▶ _Problem description_
Give the number of lines in the data below that contain the word "building". Reply with the number alone.

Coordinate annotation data
________

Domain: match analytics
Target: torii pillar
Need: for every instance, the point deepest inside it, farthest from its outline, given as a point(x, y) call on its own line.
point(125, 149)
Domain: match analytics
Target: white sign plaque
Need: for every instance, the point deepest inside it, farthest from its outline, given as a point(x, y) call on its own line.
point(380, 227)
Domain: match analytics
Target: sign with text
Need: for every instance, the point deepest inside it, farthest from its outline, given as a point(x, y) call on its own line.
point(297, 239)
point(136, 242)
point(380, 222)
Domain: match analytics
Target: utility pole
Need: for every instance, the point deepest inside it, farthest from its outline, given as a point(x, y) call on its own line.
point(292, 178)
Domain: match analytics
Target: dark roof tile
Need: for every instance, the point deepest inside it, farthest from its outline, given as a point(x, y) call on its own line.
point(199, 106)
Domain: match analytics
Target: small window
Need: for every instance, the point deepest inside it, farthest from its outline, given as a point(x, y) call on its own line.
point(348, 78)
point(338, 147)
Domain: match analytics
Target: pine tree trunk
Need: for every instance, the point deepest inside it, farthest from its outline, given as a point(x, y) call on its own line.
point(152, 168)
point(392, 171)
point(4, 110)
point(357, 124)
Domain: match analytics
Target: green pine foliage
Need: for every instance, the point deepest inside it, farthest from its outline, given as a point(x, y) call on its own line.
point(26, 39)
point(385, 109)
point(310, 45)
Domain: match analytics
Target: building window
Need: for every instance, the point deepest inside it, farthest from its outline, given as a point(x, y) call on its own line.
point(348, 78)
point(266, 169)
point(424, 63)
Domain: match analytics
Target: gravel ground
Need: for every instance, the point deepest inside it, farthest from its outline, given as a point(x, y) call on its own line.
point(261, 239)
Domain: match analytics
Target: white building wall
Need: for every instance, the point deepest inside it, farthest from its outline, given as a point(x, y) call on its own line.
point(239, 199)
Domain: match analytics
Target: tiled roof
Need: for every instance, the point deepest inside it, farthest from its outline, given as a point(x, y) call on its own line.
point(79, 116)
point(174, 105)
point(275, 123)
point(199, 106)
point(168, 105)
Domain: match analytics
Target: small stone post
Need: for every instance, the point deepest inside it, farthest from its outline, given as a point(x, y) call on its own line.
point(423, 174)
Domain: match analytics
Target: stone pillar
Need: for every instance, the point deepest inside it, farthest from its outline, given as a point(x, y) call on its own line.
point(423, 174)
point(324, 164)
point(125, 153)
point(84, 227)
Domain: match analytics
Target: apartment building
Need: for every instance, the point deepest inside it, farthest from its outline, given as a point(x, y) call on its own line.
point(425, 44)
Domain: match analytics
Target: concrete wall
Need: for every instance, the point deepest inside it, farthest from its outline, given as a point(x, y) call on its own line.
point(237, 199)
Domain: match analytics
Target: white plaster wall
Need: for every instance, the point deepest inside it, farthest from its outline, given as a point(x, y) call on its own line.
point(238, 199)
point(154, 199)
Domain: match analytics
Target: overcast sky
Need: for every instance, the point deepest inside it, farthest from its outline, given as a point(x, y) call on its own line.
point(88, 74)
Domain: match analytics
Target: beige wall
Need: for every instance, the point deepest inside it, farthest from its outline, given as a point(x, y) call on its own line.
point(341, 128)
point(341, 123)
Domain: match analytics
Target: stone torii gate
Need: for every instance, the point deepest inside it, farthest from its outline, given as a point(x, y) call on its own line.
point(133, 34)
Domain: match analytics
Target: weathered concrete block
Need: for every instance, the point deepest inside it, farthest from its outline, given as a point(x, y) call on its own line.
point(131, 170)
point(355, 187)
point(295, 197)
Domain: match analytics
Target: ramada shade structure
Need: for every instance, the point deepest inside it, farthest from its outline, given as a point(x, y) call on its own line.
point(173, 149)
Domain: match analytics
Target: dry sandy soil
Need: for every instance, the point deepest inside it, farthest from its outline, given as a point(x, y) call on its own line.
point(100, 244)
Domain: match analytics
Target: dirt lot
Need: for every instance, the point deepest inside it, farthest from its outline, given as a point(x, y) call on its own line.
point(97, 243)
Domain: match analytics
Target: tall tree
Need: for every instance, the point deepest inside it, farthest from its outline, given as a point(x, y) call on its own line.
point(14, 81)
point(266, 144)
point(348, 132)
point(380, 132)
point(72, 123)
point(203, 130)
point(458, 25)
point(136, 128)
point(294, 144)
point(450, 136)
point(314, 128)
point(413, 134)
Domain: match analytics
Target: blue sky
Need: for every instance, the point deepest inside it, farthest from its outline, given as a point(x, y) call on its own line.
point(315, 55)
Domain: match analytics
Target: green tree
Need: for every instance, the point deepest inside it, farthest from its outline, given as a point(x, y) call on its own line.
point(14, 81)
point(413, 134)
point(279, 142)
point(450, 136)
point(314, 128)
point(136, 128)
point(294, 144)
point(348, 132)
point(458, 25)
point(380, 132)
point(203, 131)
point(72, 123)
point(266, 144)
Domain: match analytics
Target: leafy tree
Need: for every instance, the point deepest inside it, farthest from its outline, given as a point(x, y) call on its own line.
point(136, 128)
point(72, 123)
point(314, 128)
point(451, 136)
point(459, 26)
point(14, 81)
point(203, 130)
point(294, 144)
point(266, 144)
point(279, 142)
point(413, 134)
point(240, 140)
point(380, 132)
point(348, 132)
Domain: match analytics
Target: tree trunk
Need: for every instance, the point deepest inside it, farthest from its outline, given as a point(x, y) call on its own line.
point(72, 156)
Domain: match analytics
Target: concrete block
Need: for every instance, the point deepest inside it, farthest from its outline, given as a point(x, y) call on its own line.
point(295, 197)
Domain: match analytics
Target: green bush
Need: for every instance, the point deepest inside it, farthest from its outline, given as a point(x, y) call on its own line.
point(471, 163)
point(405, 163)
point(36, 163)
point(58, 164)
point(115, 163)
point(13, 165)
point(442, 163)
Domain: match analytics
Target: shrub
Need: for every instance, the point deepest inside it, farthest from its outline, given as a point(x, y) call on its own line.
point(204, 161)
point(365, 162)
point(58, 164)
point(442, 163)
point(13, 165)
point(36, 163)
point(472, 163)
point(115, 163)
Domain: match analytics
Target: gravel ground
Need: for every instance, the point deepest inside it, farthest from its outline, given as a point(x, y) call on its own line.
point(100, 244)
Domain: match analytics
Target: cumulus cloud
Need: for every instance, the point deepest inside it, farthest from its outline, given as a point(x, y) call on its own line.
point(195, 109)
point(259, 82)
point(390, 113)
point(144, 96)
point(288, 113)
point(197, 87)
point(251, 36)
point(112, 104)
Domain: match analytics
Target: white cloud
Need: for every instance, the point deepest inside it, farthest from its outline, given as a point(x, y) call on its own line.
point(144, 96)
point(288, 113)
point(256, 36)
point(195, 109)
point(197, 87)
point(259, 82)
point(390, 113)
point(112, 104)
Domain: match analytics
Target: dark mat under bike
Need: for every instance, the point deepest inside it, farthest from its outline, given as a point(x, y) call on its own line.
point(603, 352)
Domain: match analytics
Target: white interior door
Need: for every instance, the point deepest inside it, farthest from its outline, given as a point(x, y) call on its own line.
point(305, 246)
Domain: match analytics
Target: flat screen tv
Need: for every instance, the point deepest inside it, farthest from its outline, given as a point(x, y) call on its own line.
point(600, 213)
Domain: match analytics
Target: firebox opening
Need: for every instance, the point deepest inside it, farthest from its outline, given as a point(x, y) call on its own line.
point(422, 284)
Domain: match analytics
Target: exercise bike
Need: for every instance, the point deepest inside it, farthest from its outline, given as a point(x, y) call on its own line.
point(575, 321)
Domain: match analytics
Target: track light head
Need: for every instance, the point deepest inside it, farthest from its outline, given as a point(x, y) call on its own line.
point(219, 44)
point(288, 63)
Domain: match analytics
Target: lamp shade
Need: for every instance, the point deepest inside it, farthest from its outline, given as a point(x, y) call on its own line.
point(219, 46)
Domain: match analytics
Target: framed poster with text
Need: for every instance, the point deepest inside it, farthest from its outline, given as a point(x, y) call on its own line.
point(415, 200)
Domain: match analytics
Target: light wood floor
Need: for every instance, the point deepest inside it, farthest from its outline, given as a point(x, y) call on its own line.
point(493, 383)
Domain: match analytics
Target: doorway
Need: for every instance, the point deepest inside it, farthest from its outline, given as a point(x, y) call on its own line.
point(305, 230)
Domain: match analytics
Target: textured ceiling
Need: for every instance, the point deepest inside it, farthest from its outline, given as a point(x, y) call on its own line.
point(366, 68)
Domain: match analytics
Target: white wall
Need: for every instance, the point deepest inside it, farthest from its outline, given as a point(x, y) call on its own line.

________

▶ _Correct result_
3